>> Begin
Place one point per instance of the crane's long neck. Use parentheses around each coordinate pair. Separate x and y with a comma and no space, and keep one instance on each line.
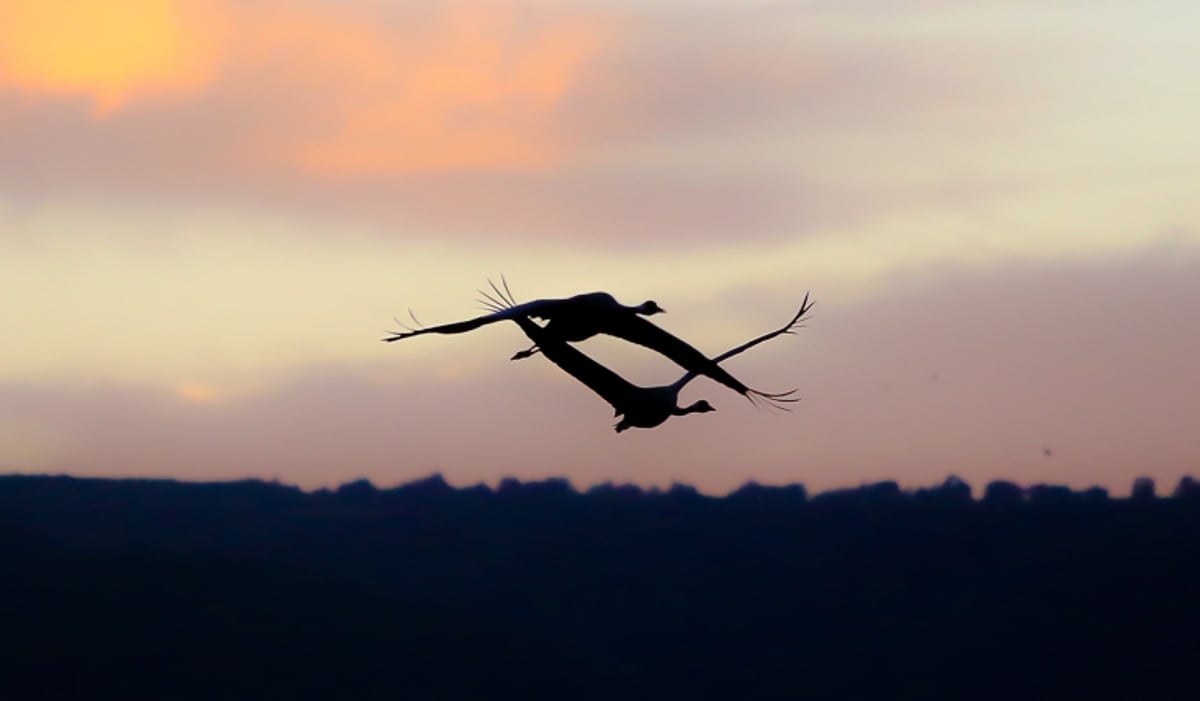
(689,409)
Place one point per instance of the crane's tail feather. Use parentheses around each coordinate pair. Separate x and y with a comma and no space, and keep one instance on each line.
(773,401)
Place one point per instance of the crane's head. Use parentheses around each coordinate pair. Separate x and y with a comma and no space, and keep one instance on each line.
(651,307)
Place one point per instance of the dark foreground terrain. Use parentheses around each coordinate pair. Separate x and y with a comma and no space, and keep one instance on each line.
(162,589)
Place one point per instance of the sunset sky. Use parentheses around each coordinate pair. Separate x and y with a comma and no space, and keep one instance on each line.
(210,211)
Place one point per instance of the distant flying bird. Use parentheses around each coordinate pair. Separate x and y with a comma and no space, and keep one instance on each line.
(642,407)
(580,317)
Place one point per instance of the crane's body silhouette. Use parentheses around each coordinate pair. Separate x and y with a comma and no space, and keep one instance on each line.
(580,317)
(642,407)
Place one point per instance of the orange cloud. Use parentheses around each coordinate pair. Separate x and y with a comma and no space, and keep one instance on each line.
(471,87)
(107,51)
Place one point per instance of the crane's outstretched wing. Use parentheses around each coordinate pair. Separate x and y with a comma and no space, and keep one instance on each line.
(645,333)
(534,307)
(789,328)
(611,387)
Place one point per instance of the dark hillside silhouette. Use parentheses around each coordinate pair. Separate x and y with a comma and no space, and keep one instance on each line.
(155,588)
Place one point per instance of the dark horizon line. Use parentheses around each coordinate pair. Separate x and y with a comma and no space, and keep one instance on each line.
(435,485)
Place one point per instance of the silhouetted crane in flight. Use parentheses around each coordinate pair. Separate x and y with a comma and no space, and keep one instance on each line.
(642,407)
(580,317)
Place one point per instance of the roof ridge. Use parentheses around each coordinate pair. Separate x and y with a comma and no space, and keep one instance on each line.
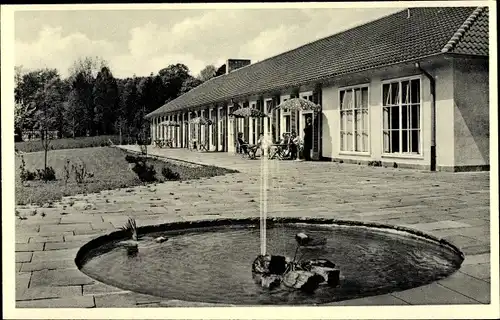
(321,39)
(457,36)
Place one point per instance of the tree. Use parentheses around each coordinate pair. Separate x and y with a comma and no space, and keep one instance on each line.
(23,114)
(82,76)
(189,84)
(47,100)
(129,105)
(106,101)
(27,86)
(173,78)
(207,73)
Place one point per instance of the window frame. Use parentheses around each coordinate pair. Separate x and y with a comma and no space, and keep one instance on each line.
(403,155)
(368,130)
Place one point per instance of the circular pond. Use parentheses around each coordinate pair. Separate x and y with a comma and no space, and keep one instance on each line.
(211,261)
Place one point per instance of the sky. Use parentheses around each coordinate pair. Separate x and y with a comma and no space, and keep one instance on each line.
(143,41)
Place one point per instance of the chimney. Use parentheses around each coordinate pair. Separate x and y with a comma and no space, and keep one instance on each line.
(233,64)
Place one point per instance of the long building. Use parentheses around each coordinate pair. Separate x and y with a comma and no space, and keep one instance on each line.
(411,88)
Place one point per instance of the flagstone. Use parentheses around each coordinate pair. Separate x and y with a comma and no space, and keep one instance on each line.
(68,302)
(60,277)
(476,289)
(48,292)
(48,265)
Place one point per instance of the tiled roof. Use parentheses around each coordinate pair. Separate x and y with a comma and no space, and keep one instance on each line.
(396,38)
(472,37)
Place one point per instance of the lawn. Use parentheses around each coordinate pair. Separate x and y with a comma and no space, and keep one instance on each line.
(68,143)
(110,169)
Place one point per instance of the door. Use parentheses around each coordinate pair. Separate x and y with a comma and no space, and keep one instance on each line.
(231,147)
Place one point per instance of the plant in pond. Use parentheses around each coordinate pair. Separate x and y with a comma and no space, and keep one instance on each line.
(131,227)
(169,174)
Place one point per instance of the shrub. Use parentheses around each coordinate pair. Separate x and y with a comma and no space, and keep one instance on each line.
(377,163)
(168,174)
(47,174)
(145,172)
(133,159)
(81,173)
(67,171)
(25,174)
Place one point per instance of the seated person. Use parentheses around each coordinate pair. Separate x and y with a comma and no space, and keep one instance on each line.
(242,143)
(292,146)
(245,146)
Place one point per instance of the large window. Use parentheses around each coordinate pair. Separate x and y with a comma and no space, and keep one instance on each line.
(401,105)
(354,119)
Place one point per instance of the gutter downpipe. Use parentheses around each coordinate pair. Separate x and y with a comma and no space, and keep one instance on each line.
(432,82)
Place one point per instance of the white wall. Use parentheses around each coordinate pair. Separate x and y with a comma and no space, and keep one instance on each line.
(331,123)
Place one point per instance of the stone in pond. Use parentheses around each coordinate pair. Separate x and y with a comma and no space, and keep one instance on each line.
(270,264)
(268,281)
(305,240)
(304,280)
(324,268)
(161,239)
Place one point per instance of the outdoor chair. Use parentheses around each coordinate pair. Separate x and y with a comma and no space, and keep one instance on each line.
(203,147)
(248,150)
(193,145)
(168,143)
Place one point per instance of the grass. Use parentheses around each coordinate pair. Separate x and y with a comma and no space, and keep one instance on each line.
(111,171)
(68,143)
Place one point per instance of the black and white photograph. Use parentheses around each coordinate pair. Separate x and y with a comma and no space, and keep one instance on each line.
(256,161)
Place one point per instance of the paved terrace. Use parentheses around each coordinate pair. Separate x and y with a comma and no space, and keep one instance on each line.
(454,206)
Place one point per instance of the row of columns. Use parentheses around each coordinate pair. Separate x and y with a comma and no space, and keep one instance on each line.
(220,135)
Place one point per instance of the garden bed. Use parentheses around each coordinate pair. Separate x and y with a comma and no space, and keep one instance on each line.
(109,168)
(68,143)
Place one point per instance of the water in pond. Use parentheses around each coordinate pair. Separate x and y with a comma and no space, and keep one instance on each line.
(215,265)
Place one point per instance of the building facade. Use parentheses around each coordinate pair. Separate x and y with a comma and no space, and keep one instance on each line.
(411,88)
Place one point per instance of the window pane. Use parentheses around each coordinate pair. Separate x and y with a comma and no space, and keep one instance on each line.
(387,141)
(365,141)
(404,117)
(415,91)
(406,91)
(347,102)
(358,142)
(415,141)
(357,123)
(394,111)
(349,142)
(395,141)
(357,101)
(386,97)
(404,141)
(415,116)
(364,98)
(342,120)
(395,93)
(365,120)
(349,120)
(387,118)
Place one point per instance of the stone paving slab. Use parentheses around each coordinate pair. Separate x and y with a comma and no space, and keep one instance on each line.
(67,302)
(437,203)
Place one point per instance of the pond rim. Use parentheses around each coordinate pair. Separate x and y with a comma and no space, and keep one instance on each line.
(199,225)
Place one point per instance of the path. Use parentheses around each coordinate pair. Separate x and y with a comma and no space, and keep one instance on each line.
(450,205)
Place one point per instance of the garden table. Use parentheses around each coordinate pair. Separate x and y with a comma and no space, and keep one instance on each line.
(276,151)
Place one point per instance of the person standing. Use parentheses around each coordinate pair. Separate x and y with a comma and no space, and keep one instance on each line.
(308,132)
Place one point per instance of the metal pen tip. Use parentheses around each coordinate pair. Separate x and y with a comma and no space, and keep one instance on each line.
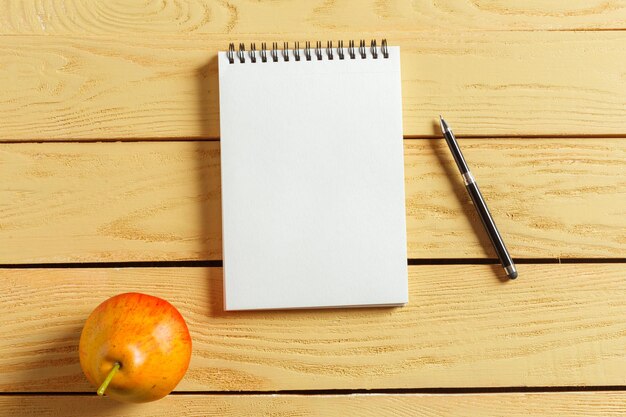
(444,126)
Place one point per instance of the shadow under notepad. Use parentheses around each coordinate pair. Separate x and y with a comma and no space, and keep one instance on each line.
(207,154)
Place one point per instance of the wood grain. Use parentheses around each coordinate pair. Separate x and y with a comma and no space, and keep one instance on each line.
(485,83)
(54,17)
(604,404)
(100,202)
(557,325)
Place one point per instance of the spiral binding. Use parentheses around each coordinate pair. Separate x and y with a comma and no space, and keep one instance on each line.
(319,51)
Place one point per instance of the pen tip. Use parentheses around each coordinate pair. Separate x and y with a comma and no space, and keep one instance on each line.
(443,124)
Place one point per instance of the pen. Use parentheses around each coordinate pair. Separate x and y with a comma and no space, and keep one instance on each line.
(479,202)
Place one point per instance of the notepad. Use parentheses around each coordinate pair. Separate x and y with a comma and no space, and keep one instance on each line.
(312,177)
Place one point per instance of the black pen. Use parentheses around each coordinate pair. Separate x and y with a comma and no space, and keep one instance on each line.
(479,202)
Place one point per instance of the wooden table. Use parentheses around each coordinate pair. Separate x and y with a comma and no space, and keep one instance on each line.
(110,175)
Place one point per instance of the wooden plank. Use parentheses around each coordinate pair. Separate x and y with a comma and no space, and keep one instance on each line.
(243,17)
(557,325)
(99,202)
(485,83)
(604,404)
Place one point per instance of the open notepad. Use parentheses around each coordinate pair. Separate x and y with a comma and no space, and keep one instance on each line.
(312,178)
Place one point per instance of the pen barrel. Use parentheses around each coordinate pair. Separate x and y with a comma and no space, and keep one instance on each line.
(489,224)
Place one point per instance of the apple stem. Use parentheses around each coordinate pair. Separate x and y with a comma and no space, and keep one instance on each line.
(109,377)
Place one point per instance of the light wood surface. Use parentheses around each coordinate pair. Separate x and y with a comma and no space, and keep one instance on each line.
(578,404)
(107,202)
(535,90)
(557,325)
(485,83)
(61,17)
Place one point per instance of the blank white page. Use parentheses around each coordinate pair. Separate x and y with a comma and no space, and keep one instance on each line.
(312,182)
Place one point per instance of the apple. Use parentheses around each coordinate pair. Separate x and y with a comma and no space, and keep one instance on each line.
(136,347)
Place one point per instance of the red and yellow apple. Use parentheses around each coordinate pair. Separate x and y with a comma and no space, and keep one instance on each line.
(136,347)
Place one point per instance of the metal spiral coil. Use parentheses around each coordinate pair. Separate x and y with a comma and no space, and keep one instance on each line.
(319,52)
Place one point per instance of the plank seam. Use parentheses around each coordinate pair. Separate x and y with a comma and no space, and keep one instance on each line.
(219,263)
(385,391)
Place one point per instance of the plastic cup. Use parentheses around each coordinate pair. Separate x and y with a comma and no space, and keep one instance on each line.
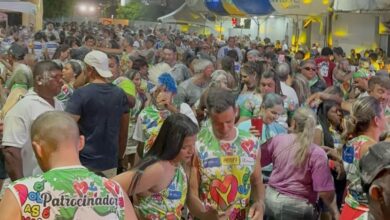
(258,124)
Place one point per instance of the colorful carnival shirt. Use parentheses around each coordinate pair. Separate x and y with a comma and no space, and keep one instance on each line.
(148,125)
(355,198)
(225,169)
(168,203)
(69,193)
(249,104)
(140,99)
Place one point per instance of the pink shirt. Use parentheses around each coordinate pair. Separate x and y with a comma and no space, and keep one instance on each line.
(302,182)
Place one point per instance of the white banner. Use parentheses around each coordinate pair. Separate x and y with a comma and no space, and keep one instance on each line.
(300,7)
(364,5)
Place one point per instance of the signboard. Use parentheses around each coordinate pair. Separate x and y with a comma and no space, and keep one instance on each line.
(300,7)
(232,9)
(254,7)
(216,7)
(110,21)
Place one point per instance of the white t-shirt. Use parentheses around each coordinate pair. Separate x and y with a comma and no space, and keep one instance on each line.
(17,124)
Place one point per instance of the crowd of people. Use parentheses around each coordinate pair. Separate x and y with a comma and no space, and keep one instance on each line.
(108,122)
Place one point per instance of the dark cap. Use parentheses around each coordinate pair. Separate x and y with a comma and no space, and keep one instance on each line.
(373,162)
(17,51)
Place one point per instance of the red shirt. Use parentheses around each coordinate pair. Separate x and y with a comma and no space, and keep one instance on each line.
(325,68)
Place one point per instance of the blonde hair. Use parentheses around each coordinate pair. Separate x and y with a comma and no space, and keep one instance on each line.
(363,111)
(305,122)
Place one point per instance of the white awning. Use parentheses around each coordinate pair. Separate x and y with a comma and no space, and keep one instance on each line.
(16,6)
(361,5)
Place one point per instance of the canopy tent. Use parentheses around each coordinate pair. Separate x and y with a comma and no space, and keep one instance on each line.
(17,6)
(184,15)
(300,7)
(361,5)
(3,17)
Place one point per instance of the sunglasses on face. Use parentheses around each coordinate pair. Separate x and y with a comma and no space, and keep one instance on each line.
(309,68)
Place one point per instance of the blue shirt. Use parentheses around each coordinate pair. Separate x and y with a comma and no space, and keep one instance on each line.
(100,107)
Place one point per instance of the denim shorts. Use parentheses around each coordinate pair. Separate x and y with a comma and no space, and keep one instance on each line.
(283,207)
(3,172)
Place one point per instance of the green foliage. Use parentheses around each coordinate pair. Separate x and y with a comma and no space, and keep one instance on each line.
(131,11)
(58,8)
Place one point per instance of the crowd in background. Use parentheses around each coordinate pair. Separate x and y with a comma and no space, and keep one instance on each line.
(190,126)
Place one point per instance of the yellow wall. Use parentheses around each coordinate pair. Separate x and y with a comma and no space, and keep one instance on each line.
(37,18)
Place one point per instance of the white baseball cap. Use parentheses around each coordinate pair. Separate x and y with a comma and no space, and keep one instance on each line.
(99,61)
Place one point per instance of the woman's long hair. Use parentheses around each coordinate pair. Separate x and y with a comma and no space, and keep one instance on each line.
(305,123)
(167,145)
(363,111)
(322,116)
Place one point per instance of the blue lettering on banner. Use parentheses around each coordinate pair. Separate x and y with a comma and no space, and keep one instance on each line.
(174,195)
(37,46)
(35,197)
(348,154)
(213,162)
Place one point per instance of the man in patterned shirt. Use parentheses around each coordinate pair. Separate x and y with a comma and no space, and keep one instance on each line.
(226,179)
(66,190)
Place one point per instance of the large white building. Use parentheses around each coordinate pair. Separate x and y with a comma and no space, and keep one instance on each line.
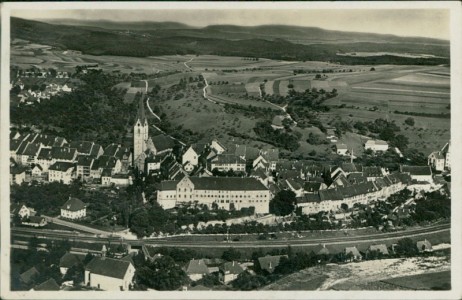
(224,192)
(74,209)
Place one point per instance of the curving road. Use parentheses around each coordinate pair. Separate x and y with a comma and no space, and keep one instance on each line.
(370,238)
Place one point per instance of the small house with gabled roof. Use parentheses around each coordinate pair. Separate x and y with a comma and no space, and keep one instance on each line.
(196,269)
(229,271)
(109,274)
(269,263)
(74,209)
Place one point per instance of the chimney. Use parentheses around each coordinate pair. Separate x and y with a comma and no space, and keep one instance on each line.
(103,252)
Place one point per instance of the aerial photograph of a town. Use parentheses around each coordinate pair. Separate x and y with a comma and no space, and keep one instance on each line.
(229,150)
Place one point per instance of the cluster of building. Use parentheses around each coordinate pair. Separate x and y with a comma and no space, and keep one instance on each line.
(441,160)
(48,158)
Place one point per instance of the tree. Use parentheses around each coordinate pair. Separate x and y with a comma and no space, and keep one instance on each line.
(231,254)
(406,247)
(247,282)
(209,280)
(283,203)
(163,274)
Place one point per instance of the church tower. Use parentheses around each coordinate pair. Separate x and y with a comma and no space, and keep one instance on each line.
(140,137)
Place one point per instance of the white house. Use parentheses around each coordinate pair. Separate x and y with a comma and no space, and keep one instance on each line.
(218,147)
(74,209)
(418,173)
(26,212)
(61,171)
(224,192)
(342,149)
(190,156)
(109,274)
(440,160)
(227,162)
(376,145)
(196,269)
(17,175)
(229,271)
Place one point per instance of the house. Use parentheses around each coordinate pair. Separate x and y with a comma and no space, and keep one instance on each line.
(161,144)
(341,149)
(322,249)
(381,248)
(153,163)
(63,154)
(109,274)
(218,147)
(271,156)
(440,160)
(229,271)
(17,175)
(61,171)
(224,192)
(424,246)
(353,253)
(260,163)
(376,145)
(36,170)
(121,179)
(27,153)
(192,154)
(68,260)
(295,186)
(227,162)
(34,221)
(277,122)
(269,263)
(48,285)
(44,159)
(196,269)
(418,173)
(121,154)
(372,173)
(24,212)
(84,164)
(74,209)
(29,276)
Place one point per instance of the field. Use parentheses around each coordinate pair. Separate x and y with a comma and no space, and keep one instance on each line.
(24,54)
(420,273)
(363,94)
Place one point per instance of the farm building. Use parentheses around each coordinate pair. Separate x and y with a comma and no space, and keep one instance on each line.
(376,145)
(341,149)
(440,160)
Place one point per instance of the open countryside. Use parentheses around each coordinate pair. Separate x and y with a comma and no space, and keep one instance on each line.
(196,159)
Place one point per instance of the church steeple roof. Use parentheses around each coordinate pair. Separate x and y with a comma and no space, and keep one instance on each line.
(141,114)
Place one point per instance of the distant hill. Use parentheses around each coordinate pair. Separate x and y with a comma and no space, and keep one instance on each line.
(272,41)
(120,25)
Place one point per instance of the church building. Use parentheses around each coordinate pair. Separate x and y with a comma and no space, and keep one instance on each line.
(140,137)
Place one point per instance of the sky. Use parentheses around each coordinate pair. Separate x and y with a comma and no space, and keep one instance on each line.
(432,23)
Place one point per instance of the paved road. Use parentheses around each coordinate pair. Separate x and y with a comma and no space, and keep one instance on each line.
(372,238)
(75,226)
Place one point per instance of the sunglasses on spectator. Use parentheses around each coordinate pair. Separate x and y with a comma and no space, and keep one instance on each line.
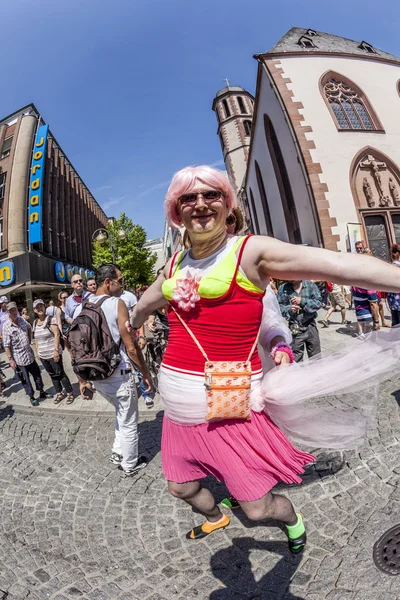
(208,196)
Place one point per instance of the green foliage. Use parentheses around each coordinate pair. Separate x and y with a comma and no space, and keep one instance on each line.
(137,263)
>> End
- [TASK DETAILS]
Please copy the entries word for word, starting with the line that contains "Place one point per instance of the sunglasses on spectator." and continuing through the last line of the entries, leaving out the pictures.

- [ANSWER FOR THE TASK]
Place one point per instance of the sunglasses on spectator. Use parentheses around each coordinate pair. Separate x and y with a comma and no space, and keep one instance on each line.
(208,196)
Place one point per instance of the green foliage. Use parentheses around each coordinate pair. Separate x and y with a comma and no space, and keep one instance on each line.
(137,263)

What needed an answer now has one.